Abstract
Pathogenesis of pulmonary hypertension includes vascular smooth muscle cell membrane depolarisation and consequent calcium influx. Usually, calcium-gated potassium channels are activated under such conditions and repolarise the membrane. However, in pulmonary hypertension they are downregulated. The authors hypothesised that pharmacological augmentation of these channels would reduce pulmonary hypertension.
Dehydroepiandrosterone sulphate (DHEA‐S, 0.1 mg·mL−1), a recently characterised activator of calcium-gated potassium channels, was given to rats in drinking water.
Pulmonary arterial blood pressure, increased by 4 weeks of hypoxia (from 15±0.2 to 29.4±2.5 mmHg), was selectively attenuated in rats treated with DHEA‐S for the whole duration of the hypoxic exposure (23.9±0.9 mmHg) and in rats given DHEA‐S only after pulmonary hypertension had fully developed (last 2 weeks of hypoxia; 24.4±1.4 mmHg). Pulmonary vascular remodelling and right ventricular hypertrophy associated with pulmonary hypertension were also reduced by DHEA‐S. Cardiac index and systemic arterial blood pressure did not differ among the groups.
The authors conclude that treatment with an activator of calcium-gated potassium channels, dehydroepiandrosterone sulphate, known to be well tolerated by humans, reduces hypoxic pulmonary hypertension in rats.
- antioxidants
- hormones
- hypertension
- large-conductance calcium-activated potassium channel
- potassium channels
- pulmonary
This study was supported by the grant agency of the Czech Republic, grant nos. 306/97/0854, 305/97/S070 and 305/00/1432.
Although the possibilities of therapeutic intervention in pulmonary hypertension have somewhat expanded recently, they still have important limitations, particularly unsatisfactory efficacy, severe side-effects and high cost 1–7. Thus, a need remains for an effective, safe and easy-to-use therapy for chronic pulmonary hypertension.
The mechanism of pulmonary hypertension includes vasoconstriction and vascular wall remodelling 1. Both of these processes are controlled, among other factors, by intracellular calcium (Ca) concentration ([Ca2+]i) 8, 9, which, in turn, is governed mostly by membrane potential 10. In resistance pulmonary arteries, resting membrane potential of myocytes is controlled predominantly by voltage-gated potassium (K) channels 10, 11. Conversely, Ca-gated K (KCa) channels are relatively inactive under resting conditions but open upon cell stimulation (i.e. depolarisation and increased [Ca2+]i) 10–13. Their opening repolarises the cell membrane and thus functions as a negative feedback limiting depolarisation 10, 12, 13.

*Record extracts*

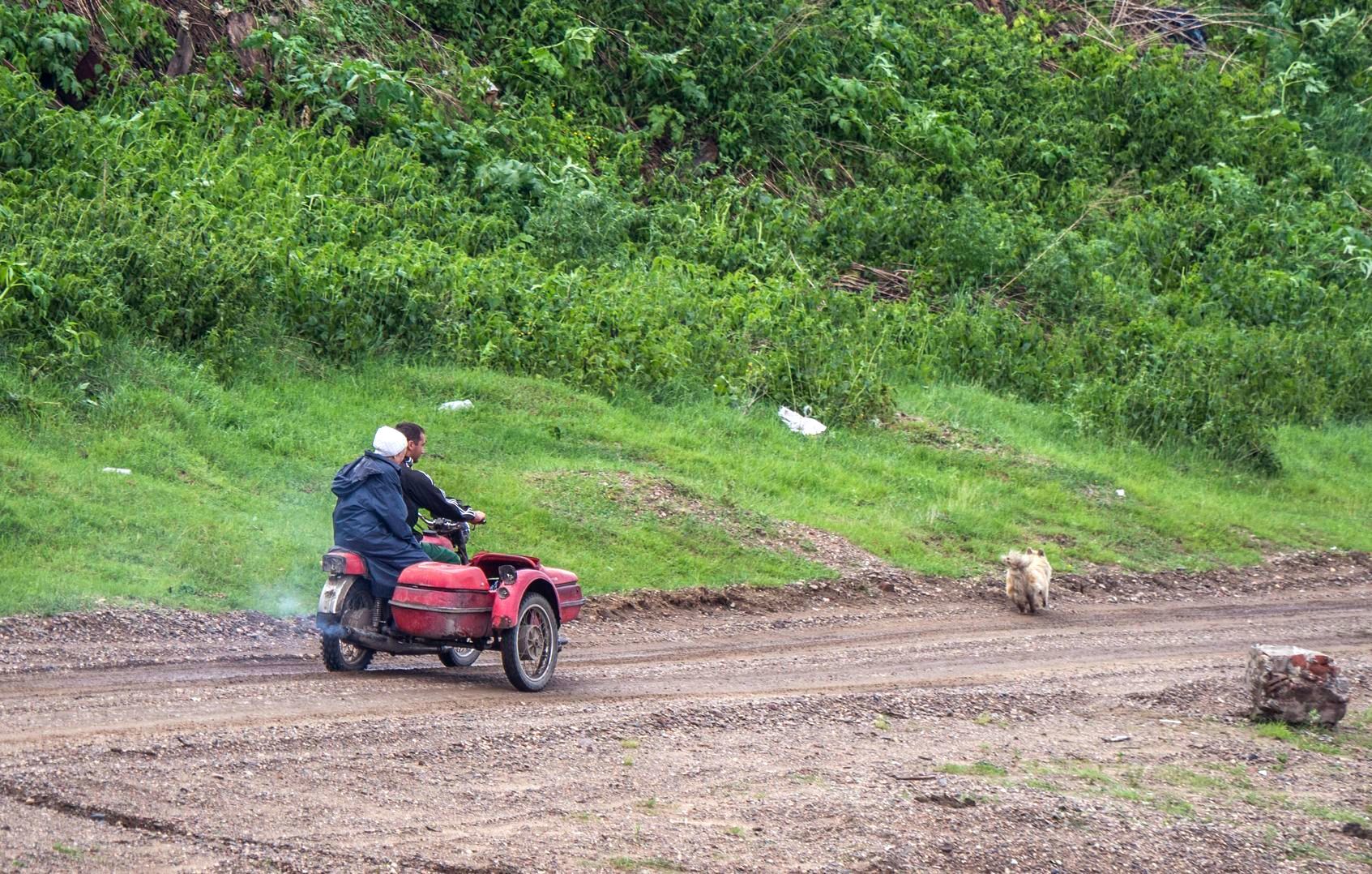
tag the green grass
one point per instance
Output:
(629, 863)
(1353, 735)
(977, 769)
(228, 505)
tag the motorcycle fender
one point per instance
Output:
(505, 611)
(335, 590)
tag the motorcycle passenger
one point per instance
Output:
(370, 516)
(421, 493)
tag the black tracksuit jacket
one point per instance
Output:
(421, 495)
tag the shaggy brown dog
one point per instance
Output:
(1027, 580)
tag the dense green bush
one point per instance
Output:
(657, 196)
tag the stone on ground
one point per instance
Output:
(1296, 685)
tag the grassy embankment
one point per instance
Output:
(228, 503)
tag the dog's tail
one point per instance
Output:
(1017, 560)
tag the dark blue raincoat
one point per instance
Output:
(370, 519)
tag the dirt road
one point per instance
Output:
(839, 727)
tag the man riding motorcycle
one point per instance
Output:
(370, 516)
(421, 493)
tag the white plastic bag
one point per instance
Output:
(800, 424)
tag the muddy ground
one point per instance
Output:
(874, 723)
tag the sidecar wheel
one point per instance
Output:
(528, 651)
(338, 653)
(459, 656)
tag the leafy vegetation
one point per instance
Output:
(653, 199)
(228, 503)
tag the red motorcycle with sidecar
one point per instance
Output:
(455, 611)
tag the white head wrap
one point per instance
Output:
(388, 442)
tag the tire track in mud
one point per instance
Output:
(225, 753)
(880, 653)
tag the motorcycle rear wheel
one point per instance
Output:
(528, 651)
(340, 655)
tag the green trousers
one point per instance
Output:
(438, 553)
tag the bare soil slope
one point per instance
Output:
(884, 723)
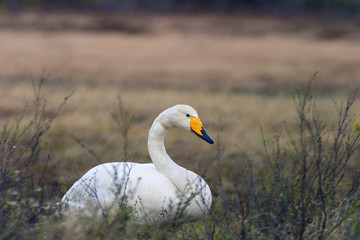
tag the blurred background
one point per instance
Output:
(240, 64)
(236, 62)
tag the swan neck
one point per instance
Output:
(157, 150)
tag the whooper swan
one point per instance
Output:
(158, 192)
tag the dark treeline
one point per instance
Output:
(275, 6)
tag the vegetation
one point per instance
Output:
(296, 178)
(306, 187)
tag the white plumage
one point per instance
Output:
(157, 192)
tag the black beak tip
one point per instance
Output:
(206, 137)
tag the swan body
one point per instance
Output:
(158, 192)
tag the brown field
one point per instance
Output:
(239, 69)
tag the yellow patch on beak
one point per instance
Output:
(196, 125)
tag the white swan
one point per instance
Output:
(157, 192)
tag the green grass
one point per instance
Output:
(303, 184)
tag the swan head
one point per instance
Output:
(185, 117)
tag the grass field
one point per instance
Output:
(238, 71)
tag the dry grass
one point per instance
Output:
(240, 69)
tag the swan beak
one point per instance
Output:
(197, 127)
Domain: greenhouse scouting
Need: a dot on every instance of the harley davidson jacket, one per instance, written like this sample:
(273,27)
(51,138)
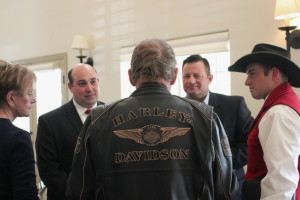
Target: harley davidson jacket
(152,146)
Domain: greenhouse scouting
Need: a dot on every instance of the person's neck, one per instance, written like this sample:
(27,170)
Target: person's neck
(161,81)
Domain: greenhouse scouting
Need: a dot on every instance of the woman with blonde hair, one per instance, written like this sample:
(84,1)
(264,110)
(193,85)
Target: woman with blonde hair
(17,165)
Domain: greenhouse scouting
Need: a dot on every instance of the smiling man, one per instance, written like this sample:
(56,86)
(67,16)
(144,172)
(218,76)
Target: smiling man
(274,137)
(232,110)
(58,130)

*Work request*
From the pulmonary hypertension text, copy word for word the part starting at "Pulmonary arterial blood" and ending at "hypertension in rats.".

*Answer section*
Pulmonary arterial blood pressure, increased by 4 weeks of hypoxia (from 15±0.2 to 29.4±2.5 mmHg), was selectively attenuated in rats treated with DHEA‐S for the whole duration of the hypoxic exposure (23.9±0.9 mmHg) and in rats given DHEA‐S only after pulmonary hypertension had fully developed (last 2 weeks of hypoxia; 24.4±1.4 mmHg). Pulmonary vascular remodelling and right ventricular hypertrophy associated with pulmonary hypertension were also reduced by DHEA‐S. Cardiac index and systemic arterial blood pressure did not differ among the groups.
The authors conclude that treatment with an activator of calcium-gated potassium channels, dehydroepiandrosterone sulphate, known to be well tolerated by humans, reduces hypoxic pulmonary hypertension in rats.